Brief
Identify every line in the entries below that contains the word "marking" and copy each one. Case counts.

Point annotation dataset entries
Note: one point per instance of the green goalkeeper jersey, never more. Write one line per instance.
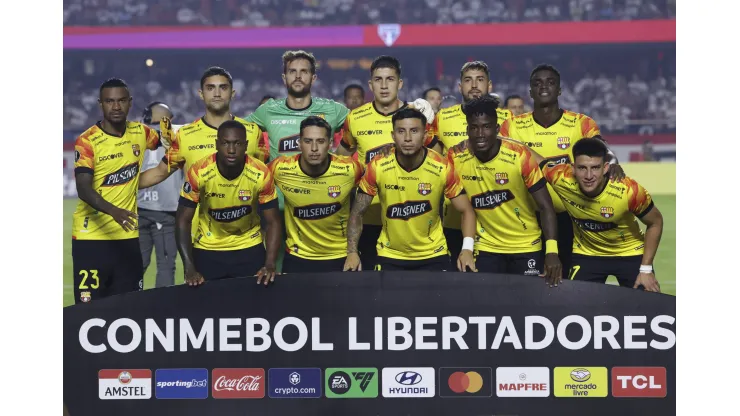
(282, 123)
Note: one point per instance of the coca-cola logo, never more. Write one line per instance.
(238, 383)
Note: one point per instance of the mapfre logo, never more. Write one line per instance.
(639, 382)
(238, 383)
(522, 382)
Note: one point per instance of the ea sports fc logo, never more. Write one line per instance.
(563, 142)
(502, 178)
(335, 191)
(607, 212)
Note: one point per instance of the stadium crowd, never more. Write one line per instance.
(262, 13)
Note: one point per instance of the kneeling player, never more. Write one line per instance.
(499, 178)
(410, 183)
(317, 188)
(230, 187)
(607, 238)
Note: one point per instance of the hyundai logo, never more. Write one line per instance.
(408, 378)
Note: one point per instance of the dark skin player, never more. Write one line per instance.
(483, 131)
(115, 103)
(231, 150)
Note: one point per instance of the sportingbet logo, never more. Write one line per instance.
(408, 210)
(316, 211)
(522, 382)
(639, 382)
(351, 383)
(581, 382)
(238, 383)
(124, 384)
(408, 382)
(230, 214)
(121, 176)
(288, 144)
(492, 199)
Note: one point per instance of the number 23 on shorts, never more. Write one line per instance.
(92, 274)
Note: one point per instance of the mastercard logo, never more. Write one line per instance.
(470, 382)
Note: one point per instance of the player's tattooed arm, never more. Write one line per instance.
(354, 230)
(125, 218)
(184, 240)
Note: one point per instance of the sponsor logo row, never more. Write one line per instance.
(391, 382)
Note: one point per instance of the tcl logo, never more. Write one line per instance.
(639, 382)
(238, 383)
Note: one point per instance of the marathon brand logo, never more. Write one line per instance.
(492, 199)
(369, 132)
(124, 384)
(370, 155)
(594, 226)
(202, 146)
(230, 214)
(408, 210)
(316, 211)
(289, 144)
(108, 157)
(122, 176)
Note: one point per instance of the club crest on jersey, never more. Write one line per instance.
(335, 191)
(607, 212)
(563, 142)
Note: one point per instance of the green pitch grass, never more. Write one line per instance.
(665, 263)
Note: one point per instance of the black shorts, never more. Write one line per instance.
(597, 269)
(105, 268)
(565, 238)
(454, 242)
(435, 264)
(295, 264)
(528, 264)
(368, 242)
(218, 264)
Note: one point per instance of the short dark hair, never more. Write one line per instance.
(485, 104)
(590, 147)
(290, 56)
(512, 97)
(477, 65)
(113, 83)
(409, 113)
(544, 67)
(214, 71)
(231, 125)
(428, 90)
(386, 61)
(353, 87)
(317, 122)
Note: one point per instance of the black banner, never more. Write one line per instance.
(373, 343)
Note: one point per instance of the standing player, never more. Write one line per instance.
(317, 188)
(499, 178)
(233, 190)
(451, 128)
(551, 131)
(106, 259)
(410, 183)
(367, 132)
(608, 240)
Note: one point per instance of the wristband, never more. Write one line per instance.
(551, 247)
(468, 243)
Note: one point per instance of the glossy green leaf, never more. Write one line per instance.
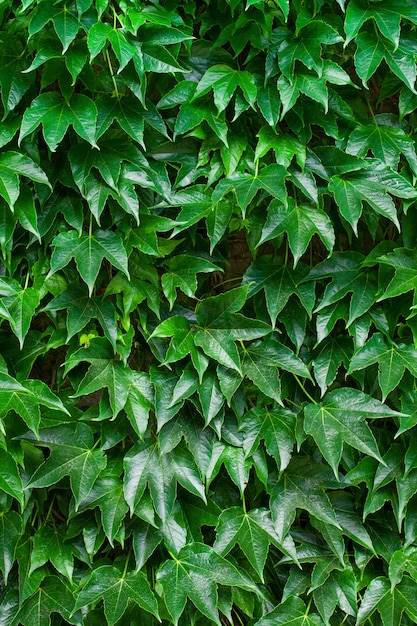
(196, 573)
(341, 418)
(89, 252)
(73, 455)
(116, 589)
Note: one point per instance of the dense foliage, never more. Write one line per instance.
(208, 333)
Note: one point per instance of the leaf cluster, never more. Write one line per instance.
(208, 338)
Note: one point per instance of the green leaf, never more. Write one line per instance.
(392, 361)
(344, 269)
(276, 427)
(300, 223)
(279, 282)
(386, 18)
(390, 604)
(341, 418)
(245, 186)
(89, 252)
(144, 466)
(224, 80)
(306, 47)
(81, 309)
(55, 114)
(195, 574)
(218, 326)
(25, 397)
(372, 49)
(48, 545)
(14, 82)
(107, 494)
(352, 190)
(293, 612)
(11, 165)
(336, 351)
(11, 529)
(72, 454)
(116, 589)
(386, 140)
(52, 596)
(403, 261)
(252, 531)
(302, 486)
(182, 271)
(65, 23)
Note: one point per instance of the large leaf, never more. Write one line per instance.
(392, 360)
(72, 454)
(116, 589)
(252, 531)
(341, 418)
(195, 573)
(144, 466)
(279, 282)
(89, 252)
(13, 164)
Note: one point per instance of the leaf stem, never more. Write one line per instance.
(127, 562)
(116, 91)
(305, 390)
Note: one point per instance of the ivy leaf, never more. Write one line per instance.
(56, 115)
(72, 454)
(386, 141)
(11, 530)
(344, 269)
(21, 305)
(351, 190)
(218, 326)
(306, 47)
(279, 282)
(341, 418)
(11, 165)
(52, 596)
(224, 81)
(252, 531)
(372, 49)
(48, 545)
(81, 309)
(404, 262)
(89, 252)
(392, 360)
(25, 397)
(245, 186)
(386, 18)
(144, 466)
(195, 573)
(182, 270)
(336, 351)
(301, 486)
(65, 23)
(390, 604)
(261, 361)
(300, 223)
(116, 589)
(14, 82)
(275, 426)
(294, 612)
(107, 494)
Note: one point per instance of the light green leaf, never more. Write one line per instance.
(341, 418)
(116, 589)
(196, 573)
(72, 454)
(89, 252)
(11, 165)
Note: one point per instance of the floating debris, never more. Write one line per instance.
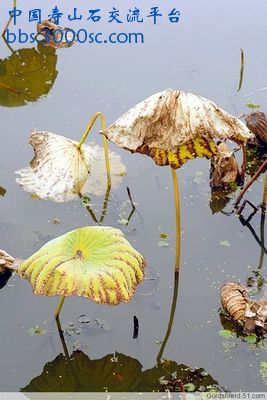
(257, 123)
(224, 168)
(250, 313)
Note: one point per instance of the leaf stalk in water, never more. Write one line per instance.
(86, 133)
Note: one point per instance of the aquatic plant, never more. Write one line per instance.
(93, 262)
(173, 127)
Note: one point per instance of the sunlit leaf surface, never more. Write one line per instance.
(173, 127)
(27, 75)
(93, 262)
(60, 171)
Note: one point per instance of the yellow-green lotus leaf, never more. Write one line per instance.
(93, 262)
(27, 75)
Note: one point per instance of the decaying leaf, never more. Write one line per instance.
(61, 171)
(173, 126)
(58, 168)
(93, 262)
(31, 74)
(6, 261)
(257, 123)
(54, 35)
(224, 168)
(251, 314)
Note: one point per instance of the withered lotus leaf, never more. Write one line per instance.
(257, 123)
(250, 313)
(94, 262)
(60, 169)
(173, 126)
(224, 167)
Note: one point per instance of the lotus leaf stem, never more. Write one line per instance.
(86, 133)
(177, 263)
(172, 315)
(264, 200)
(59, 306)
(177, 219)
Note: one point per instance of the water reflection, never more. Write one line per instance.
(116, 372)
(27, 75)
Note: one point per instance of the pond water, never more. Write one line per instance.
(201, 54)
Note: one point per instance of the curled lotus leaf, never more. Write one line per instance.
(173, 127)
(94, 262)
(224, 168)
(60, 171)
(27, 75)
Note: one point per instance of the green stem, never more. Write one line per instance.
(62, 339)
(86, 133)
(177, 263)
(264, 200)
(172, 315)
(59, 306)
(177, 219)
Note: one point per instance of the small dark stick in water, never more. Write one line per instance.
(136, 328)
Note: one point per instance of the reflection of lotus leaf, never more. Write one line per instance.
(61, 171)
(170, 370)
(113, 373)
(80, 374)
(93, 262)
(30, 73)
(219, 200)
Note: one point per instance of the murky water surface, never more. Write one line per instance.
(201, 55)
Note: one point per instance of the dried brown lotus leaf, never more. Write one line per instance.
(233, 299)
(173, 126)
(224, 167)
(257, 123)
(241, 308)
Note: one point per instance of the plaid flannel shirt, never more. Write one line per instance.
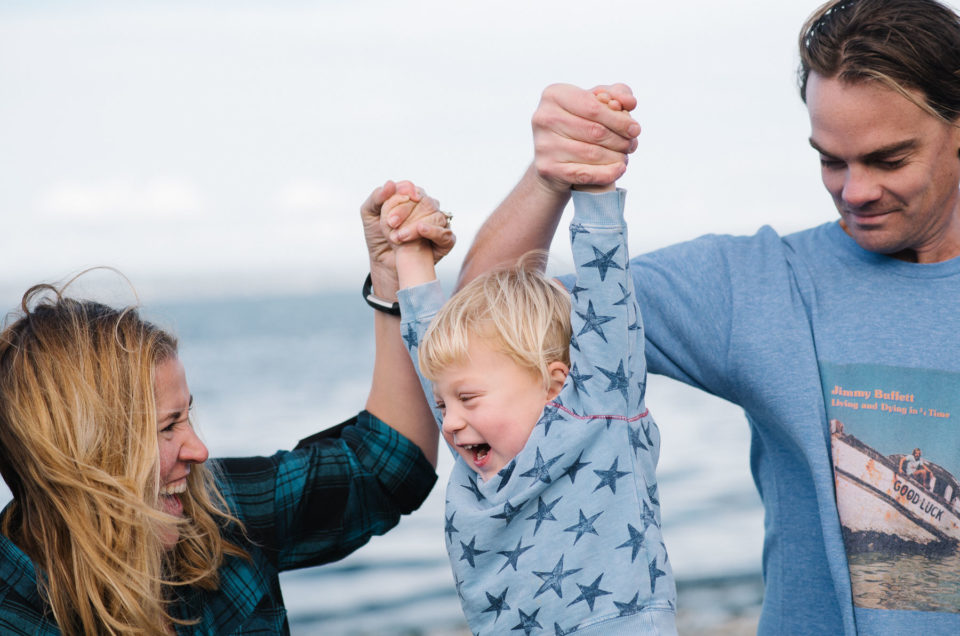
(305, 507)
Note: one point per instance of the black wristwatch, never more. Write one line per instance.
(387, 307)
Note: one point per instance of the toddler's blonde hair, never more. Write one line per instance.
(523, 313)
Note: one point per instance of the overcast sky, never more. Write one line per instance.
(223, 147)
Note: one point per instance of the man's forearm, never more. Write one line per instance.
(526, 220)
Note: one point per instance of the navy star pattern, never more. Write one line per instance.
(589, 593)
(411, 337)
(470, 553)
(574, 344)
(518, 521)
(610, 476)
(553, 580)
(509, 512)
(603, 261)
(584, 526)
(592, 322)
(635, 542)
(497, 603)
(543, 512)
(619, 381)
(541, 468)
(448, 526)
(513, 556)
(648, 517)
(559, 631)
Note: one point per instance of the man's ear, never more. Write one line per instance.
(557, 376)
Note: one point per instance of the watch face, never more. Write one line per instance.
(378, 303)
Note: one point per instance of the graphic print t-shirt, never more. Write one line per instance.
(895, 445)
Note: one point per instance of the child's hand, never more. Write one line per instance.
(612, 103)
(410, 218)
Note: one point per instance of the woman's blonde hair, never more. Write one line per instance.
(78, 449)
(519, 310)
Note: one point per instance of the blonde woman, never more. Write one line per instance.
(119, 525)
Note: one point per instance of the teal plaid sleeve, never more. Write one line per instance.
(325, 499)
(304, 507)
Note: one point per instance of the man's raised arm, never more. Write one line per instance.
(578, 140)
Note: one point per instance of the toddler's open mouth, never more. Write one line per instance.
(479, 451)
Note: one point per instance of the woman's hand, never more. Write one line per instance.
(420, 217)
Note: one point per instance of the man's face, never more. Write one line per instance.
(892, 168)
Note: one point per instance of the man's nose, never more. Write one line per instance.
(861, 186)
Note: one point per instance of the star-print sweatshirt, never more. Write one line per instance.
(566, 538)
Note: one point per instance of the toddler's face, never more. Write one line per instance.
(490, 405)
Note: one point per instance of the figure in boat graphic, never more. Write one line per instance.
(899, 502)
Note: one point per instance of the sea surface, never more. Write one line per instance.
(268, 371)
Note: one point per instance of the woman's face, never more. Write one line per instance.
(179, 445)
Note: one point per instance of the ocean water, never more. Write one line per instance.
(266, 372)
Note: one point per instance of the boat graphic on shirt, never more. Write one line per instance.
(895, 446)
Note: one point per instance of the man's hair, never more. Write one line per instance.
(904, 44)
(79, 451)
(518, 310)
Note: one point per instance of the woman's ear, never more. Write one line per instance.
(557, 376)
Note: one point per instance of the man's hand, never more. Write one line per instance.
(583, 137)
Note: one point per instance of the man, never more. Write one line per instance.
(913, 466)
(853, 320)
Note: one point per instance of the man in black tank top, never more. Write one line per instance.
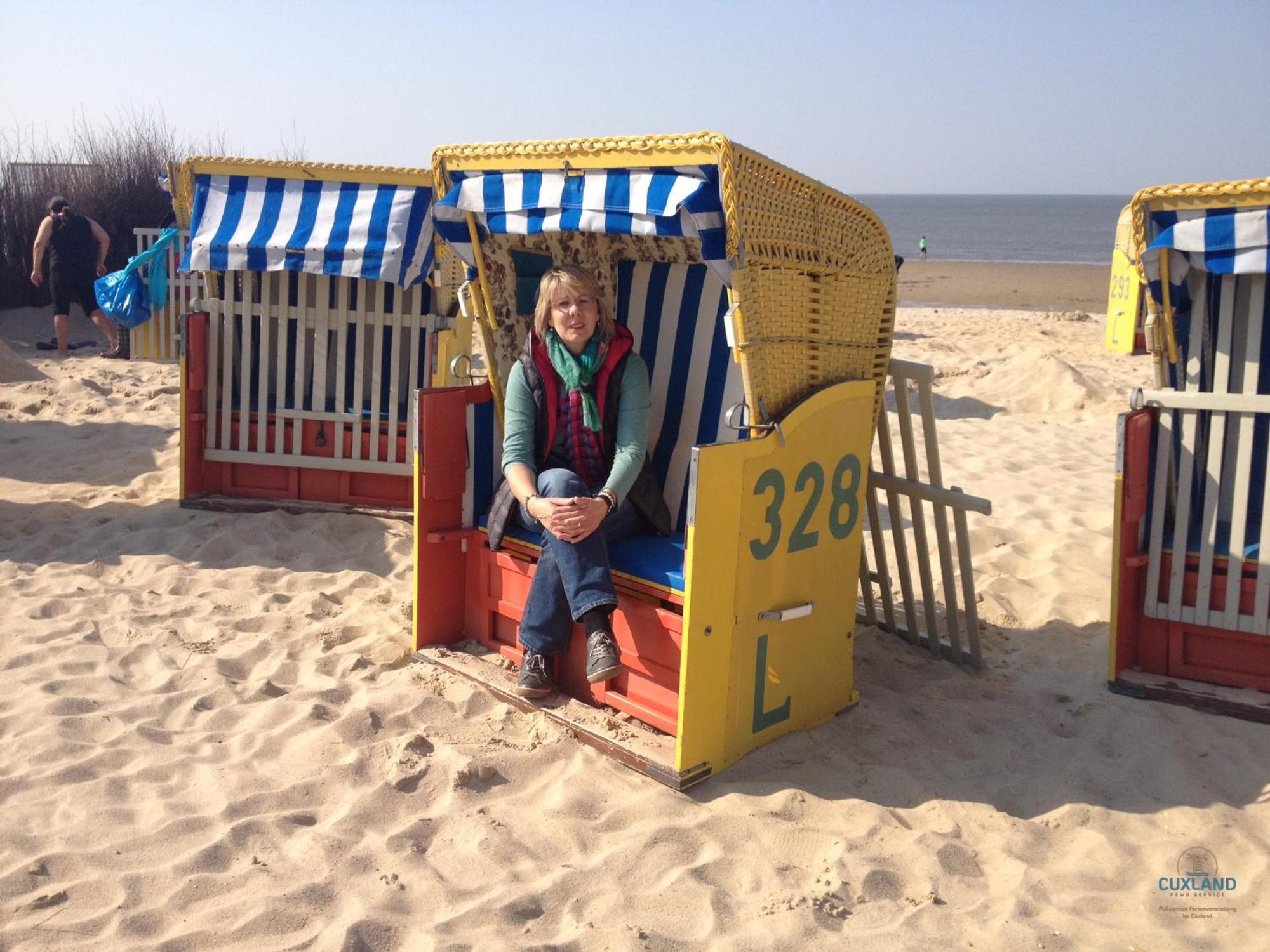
(78, 257)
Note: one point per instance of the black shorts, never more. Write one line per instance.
(68, 291)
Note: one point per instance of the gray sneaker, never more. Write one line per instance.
(603, 662)
(535, 680)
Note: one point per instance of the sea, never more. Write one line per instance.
(1052, 229)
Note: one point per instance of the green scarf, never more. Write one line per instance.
(577, 373)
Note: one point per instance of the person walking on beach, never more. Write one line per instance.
(78, 256)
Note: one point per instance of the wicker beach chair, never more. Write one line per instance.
(764, 304)
(316, 328)
(1191, 577)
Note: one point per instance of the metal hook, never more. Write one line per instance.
(770, 425)
(732, 411)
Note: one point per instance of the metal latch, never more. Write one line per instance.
(787, 615)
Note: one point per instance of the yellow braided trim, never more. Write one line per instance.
(803, 340)
(565, 148)
(1250, 191)
(317, 172)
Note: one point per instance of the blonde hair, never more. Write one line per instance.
(578, 280)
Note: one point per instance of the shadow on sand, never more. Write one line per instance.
(1023, 737)
(97, 454)
(322, 543)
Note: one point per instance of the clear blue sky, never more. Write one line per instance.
(883, 97)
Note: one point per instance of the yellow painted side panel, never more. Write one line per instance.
(451, 345)
(1125, 299)
(778, 530)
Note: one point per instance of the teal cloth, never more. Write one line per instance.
(577, 374)
(634, 407)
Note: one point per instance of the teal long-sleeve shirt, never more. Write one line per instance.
(520, 421)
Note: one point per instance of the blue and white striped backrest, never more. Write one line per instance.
(675, 313)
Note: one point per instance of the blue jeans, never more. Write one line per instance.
(572, 578)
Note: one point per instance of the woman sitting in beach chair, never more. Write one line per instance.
(577, 470)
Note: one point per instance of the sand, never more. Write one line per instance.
(214, 738)
(1006, 285)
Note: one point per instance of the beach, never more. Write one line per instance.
(1024, 286)
(215, 737)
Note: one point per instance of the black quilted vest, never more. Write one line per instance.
(646, 493)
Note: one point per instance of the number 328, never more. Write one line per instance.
(844, 506)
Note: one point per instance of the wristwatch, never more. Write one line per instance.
(610, 499)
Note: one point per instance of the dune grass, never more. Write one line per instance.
(109, 172)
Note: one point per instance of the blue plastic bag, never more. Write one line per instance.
(123, 295)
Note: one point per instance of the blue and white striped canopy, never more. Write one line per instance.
(1215, 241)
(681, 201)
(347, 229)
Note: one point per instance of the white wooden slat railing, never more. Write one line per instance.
(888, 532)
(340, 356)
(159, 338)
(1207, 464)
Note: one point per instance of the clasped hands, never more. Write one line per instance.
(570, 519)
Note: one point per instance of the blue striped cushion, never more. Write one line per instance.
(675, 314)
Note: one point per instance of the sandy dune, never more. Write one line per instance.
(211, 737)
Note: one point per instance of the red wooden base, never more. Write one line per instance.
(206, 478)
(467, 591)
(1163, 647)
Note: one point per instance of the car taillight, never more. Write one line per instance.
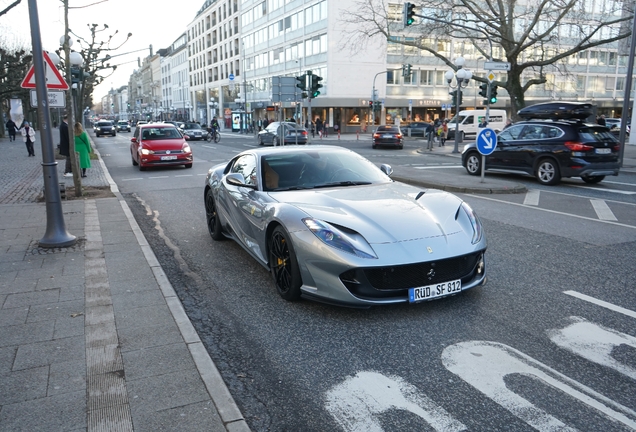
(577, 146)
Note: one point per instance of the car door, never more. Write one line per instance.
(244, 207)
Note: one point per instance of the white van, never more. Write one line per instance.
(469, 122)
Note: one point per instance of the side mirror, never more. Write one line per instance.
(386, 169)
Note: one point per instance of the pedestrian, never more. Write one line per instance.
(83, 147)
(65, 146)
(28, 135)
(11, 128)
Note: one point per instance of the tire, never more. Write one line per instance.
(473, 163)
(593, 179)
(547, 172)
(212, 217)
(283, 265)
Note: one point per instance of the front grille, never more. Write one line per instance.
(394, 280)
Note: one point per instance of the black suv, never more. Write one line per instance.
(105, 127)
(552, 142)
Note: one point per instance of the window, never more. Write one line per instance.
(246, 165)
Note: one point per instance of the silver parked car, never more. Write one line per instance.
(332, 226)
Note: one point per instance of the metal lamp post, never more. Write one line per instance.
(462, 78)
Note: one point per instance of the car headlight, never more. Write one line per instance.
(347, 241)
(478, 231)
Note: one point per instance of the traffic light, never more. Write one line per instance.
(406, 70)
(493, 95)
(409, 14)
(302, 83)
(315, 85)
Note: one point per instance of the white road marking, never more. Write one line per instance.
(602, 210)
(604, 190)
(610, 306)
(437, 167)
(555, 212)
(484, 365)
(532, 197)
(594, 343)
(358, 400)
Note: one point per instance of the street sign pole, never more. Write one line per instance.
(56, 234)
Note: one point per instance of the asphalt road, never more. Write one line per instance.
(548, 344)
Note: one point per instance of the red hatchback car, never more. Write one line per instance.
(159, 144)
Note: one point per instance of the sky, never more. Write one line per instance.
(148, 22)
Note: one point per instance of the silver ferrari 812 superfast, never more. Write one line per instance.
(331, 226)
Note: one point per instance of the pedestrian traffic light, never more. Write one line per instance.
(302, 83)
(315, 85)
(493, 95)
(483, 92)
(409, 14)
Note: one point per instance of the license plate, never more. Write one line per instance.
(436, 290)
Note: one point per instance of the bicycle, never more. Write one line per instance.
(213, 135)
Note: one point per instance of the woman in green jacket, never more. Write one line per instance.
(83, 147)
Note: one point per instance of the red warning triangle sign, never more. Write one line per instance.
(54, 79)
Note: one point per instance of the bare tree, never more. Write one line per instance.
(529, 34)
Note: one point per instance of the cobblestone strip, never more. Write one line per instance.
(26, 190)
(107, 408)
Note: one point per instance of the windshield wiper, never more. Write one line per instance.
(291, 188)
(343, 183)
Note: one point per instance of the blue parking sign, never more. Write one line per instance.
(486, 141)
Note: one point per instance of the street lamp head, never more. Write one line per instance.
(70, 41)
(76, 58)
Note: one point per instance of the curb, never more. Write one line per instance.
(227, 408)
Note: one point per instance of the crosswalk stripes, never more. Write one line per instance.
(602, 210)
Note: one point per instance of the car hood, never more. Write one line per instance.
(169, 144)
(384, 213)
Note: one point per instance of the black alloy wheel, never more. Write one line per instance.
(212, 218)
(473, 163)
(593, 179)
(548, 172)
(283, 265)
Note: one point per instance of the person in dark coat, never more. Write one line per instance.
(64, 146)
(11, 128)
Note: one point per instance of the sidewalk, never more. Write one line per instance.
(93, 336)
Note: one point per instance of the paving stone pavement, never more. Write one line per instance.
(83, 344)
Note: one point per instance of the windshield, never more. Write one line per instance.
(314, 169)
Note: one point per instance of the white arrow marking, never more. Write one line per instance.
(594, 343)
(358, 400)
(484, 365)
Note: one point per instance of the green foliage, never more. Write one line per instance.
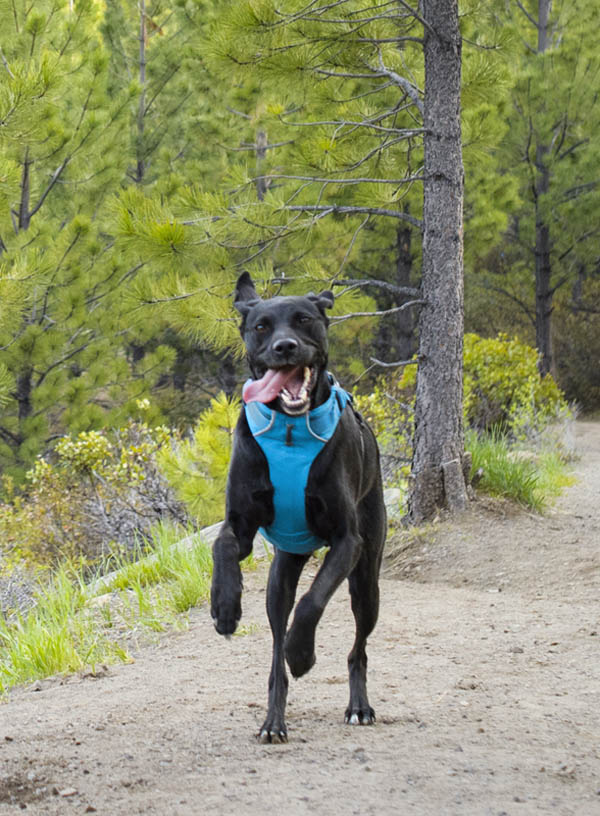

Task response
Note: one point per instance of the white road marking, never more. Write one line per instance.
Note: one point per instance of the white arrow marking, never more. Write one line per instance.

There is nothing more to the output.